╭─ Task input

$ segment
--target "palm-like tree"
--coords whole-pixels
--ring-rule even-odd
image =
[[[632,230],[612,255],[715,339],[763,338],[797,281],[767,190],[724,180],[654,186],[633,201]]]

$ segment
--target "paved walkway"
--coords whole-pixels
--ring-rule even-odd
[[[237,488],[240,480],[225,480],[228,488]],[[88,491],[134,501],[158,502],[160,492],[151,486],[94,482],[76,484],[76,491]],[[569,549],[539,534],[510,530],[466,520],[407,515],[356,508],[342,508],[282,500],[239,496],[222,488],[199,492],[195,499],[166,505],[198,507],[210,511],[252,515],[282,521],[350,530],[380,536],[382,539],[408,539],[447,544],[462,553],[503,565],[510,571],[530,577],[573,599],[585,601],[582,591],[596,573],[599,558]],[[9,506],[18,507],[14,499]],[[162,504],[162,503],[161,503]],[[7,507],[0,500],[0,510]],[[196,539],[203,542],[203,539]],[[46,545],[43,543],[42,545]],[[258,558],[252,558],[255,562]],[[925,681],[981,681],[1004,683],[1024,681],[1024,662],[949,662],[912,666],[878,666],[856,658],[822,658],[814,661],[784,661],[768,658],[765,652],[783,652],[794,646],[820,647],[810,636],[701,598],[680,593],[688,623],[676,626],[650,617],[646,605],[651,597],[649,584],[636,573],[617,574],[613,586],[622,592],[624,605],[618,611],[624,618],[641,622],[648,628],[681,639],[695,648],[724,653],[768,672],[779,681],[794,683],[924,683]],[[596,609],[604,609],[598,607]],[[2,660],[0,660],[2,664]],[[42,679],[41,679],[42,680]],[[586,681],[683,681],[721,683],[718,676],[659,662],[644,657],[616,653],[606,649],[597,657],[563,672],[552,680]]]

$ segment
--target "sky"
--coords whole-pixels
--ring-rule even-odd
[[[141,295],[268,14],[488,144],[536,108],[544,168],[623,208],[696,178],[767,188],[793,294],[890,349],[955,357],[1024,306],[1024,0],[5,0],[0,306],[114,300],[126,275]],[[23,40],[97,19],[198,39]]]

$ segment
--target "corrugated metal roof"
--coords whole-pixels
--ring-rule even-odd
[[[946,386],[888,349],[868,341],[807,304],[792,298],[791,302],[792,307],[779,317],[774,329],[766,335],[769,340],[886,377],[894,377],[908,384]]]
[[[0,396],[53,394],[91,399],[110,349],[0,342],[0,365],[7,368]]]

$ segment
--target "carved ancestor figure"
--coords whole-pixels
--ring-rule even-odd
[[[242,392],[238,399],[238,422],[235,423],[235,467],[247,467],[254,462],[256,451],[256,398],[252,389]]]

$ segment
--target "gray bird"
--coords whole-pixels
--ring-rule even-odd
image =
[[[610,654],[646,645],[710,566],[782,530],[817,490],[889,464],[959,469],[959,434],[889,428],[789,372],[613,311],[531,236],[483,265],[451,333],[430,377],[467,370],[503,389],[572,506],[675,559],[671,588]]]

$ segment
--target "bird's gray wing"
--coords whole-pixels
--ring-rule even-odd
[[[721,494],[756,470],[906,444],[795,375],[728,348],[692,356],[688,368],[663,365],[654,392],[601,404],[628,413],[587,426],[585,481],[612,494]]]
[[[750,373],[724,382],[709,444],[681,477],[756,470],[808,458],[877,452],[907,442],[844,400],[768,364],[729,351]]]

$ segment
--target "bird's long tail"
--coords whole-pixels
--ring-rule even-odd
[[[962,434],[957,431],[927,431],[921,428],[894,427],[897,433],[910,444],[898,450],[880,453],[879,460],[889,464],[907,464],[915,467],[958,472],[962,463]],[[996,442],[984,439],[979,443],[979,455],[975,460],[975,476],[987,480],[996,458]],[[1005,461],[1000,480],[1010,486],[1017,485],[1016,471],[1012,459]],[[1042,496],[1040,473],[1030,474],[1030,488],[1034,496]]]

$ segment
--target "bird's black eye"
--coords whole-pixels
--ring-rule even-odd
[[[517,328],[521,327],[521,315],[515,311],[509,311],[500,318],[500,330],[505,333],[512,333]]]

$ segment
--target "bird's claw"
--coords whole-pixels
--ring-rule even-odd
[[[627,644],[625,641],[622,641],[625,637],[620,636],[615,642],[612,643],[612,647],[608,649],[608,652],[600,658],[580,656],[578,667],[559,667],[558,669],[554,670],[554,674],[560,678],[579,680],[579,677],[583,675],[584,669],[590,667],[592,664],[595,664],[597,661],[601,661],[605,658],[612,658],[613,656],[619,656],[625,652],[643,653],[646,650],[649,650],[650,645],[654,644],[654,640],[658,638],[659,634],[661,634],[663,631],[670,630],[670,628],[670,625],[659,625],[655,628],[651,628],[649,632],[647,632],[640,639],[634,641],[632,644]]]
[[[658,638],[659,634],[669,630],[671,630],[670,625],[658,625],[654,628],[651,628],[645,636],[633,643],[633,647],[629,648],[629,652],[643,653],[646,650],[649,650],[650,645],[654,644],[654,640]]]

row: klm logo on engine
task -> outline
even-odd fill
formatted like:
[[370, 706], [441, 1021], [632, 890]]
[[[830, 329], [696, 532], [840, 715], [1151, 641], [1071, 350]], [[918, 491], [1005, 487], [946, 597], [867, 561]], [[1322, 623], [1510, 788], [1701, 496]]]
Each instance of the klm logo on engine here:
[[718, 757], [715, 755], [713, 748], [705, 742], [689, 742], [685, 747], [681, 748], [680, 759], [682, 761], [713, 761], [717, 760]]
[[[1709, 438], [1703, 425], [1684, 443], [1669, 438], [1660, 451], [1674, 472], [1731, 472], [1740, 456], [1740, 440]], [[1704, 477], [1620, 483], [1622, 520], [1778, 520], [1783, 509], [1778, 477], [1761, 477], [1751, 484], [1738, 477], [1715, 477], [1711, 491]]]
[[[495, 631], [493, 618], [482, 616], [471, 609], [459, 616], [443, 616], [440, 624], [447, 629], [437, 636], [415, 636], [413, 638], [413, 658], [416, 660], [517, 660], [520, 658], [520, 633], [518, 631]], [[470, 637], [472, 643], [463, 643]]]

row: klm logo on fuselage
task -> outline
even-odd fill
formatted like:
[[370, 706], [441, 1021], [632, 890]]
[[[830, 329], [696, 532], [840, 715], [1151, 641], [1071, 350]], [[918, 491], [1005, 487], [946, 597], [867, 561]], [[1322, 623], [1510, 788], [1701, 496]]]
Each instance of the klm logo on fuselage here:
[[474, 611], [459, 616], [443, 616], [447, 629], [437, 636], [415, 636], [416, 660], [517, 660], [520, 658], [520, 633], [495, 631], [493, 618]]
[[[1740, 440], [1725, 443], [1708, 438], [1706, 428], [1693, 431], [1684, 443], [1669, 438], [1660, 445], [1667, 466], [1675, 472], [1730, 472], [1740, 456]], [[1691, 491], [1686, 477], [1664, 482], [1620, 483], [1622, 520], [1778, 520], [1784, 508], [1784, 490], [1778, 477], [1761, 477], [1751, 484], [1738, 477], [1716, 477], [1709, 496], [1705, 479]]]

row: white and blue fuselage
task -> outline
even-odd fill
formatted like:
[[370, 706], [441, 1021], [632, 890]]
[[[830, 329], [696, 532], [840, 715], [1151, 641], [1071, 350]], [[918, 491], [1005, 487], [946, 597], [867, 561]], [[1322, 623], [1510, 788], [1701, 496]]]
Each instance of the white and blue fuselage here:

╰─

Your assignment
Only lines containing the word "white" should appear in the answer, and every such line from the records above must be there.

Task answer
row: white and blue fuselage
Each instance of the white and blue fuselage here:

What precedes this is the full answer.